━━━ Provided records ━━━

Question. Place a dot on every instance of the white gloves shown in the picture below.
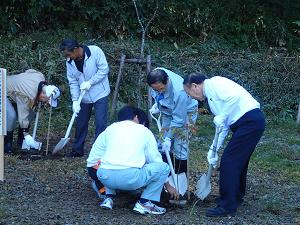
(154, 109)
(212, 157)
(76, 107)
(29, 142)
(85, 86)
(219, 122)
(166, 145)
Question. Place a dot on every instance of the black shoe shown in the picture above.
(218, 211)
(74, 154)
(8, 142)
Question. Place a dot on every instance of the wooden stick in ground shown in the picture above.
(149, 94)
(115, 98)
(188, 163)
(48, 133)
(298, 117)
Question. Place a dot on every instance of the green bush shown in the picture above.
(273, 79)
(244, 23)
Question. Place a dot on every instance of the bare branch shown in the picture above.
(153, 16)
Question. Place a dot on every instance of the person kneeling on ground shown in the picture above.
(94, 163)
(24, 93)
(130, 160)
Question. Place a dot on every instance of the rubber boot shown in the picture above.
(8, 142)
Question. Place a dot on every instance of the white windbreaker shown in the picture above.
(228, 99)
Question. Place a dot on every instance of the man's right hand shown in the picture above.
(154, 109)
(76, 107)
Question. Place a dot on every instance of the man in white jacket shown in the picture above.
(87, 70)
(178, 111)
(130, 160)
(236, 110)
(24, 92)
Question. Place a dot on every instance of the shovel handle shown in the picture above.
(82, 93)
(36, 121)
(171, 168)
(215, 143)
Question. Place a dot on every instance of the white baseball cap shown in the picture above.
(52, 93)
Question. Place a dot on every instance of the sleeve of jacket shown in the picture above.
(73, 83)
(151, 152)
(102, 68)
(23, 112)
(179, 113)
(226, 94)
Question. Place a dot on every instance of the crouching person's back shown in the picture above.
(130, 160)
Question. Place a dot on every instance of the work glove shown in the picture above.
(219, 122)
(76, 107)
(154, 109)
(85, 86)
(166, 145)
(212, 157)
(29, 142)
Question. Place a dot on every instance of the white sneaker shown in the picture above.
(95, 188)
(107, 203)
(148, 208)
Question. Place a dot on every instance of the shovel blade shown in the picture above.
(203, 187)
(180, 183)
(60, 145)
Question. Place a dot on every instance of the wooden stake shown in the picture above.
(1, 158)
(298, 117)
(115, 98)
(149, 89)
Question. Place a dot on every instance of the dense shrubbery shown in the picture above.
(273, 79)
(247, 23)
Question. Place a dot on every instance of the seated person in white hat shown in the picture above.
(24, 92)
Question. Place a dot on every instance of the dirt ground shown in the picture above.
(56, 190)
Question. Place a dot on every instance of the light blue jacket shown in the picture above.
(176, 102)
(95, 70)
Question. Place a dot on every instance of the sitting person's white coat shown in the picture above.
(130, 160)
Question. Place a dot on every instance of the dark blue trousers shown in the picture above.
(234, 162)
(82, 122)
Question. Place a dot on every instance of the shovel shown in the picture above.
(178, 181)
(203, 187)
(63, 141)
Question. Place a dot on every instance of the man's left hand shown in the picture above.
(85, 86)
(166, 145)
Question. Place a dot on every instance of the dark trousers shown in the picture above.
(234, 162)
(82, 122)
(93, 174)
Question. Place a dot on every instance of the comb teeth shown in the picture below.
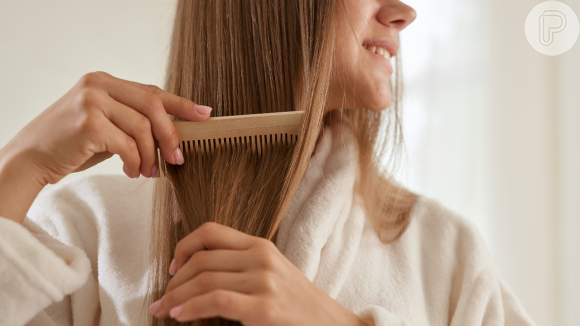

━━━

**Problem requirements:**
Please set the data above down exactly, with the pictures removed.

**The completed task:**
Question. Place a dot on every instance of the white gloves shown in the picture below.
(154, 109)
(212, 157)
(76, 107)
(29, 142)
(85, 86)
(219, 122)
(166, 145)
Question. Place a dot on every instance of the black shoe shown in the picture above.
(218, 211)
(74, 154)
(8, 142)
Question. Place a dot on every instance of the wooden stick in ground shown in the picture above.
(149, 94)
(115, 98)
(188, 163)
(48, 133)
(298, 117)
Question. Place a dot on every instance of the green bush shown in the picture above.
(273, 79)
(244, 23)
Question. Place a dot on every instance of the bare branch shown in the picture above.
(153, 16)
Question. Place a dot on every instance of the person kneeling on ground shown in the picture above.
(94, 163)
(24, 93)
(130, 160)
Question. Place a dot on every instance of the rubber boot shown in the picture above.
(8, 142)
Question. Place a dot on every instance of the white windbreaker shown in the picture above.
(228, 99)
Question. Place a dot on every instance of the man's right hand shown in the picture above.
(154, 109)
(76, 107)
Question. Place a dot on every instance of the man in white jacket shown in the picture above.
(87, 70)
(178, 111)
(130, 160)
(236, 110)
(24, 92)
Question. Place a dot on every instance of the shovel handle shown in the picture above.
(82, 93)
(36, 121)
(171, 168)
(215, 143)
Question. Place a dot on every instance of the white baseball cap shown in the picture above.
(52, 93)
Question. Place a dot on every instance of the sleeve of jacket shown in the picture above.
(73, 83)
(151, 152)
(102, 68)
(23, 112)
(179, 113)
(226, 94)
Question. Place a dot on every instance of the crouching person's back shown in the picture above.
(130, 160)
Question. Place a dot on every instance of the work glove shown in the picture above.
(219, 122)
(76, 107)
(154, 109)
(85, 86)
(166, 145)
(212, 157)
(29, 142)
Question. Place a dot on every instance of the white sneaker shown in the picture above.
(95, 188)
(107, 203)
(148, 208)
Question. Place a dot on every instance of the shovel blade shown in the picture above.
(203, 187)
(180, 183)
(60, 145)
Question. Place a dot on every instance of the wooden stake shown in the picture above.
(1, 158)
(298, 117)
(115, 98)
(149, 89)
Question. Place a dot on every instance of the dense shrubbery shown in the picture above.
(273, 79)
(247, 23)
Question. Place a dot on every instance of the seated person in white hat shown in the picture above.
(24, 92)
Question. Place a dot on every instance of the dirt ground shown in the picture above.
(56, 190)
Question. Place a dot on every instance of the light blue jacket shown in the picture above.
(176, 102)
(95, 70)
Question. Place a dot on every instance of the sitting person's white coat shown in the picture above.
(130, 160)
Question. Place a dot on every instance of the dark blue trousers shown in the picture above.
(234, 162)
(82, 122)
Question. Place a dot on every instance of the shovel shown in the picture above.
(178, 181)
(203, 187)
(63, 141)
Question. Place a dot on every instance of the man's left hand shown in the picture above.
(85, 86)
(166, 145)
Question. Place a dot on every instance of the dark trousers shown in the picture above.
(234, 162)
(82, 122)
(93, 174)
Question. Place a dot on every instance of the comb teeth shown in the picture below.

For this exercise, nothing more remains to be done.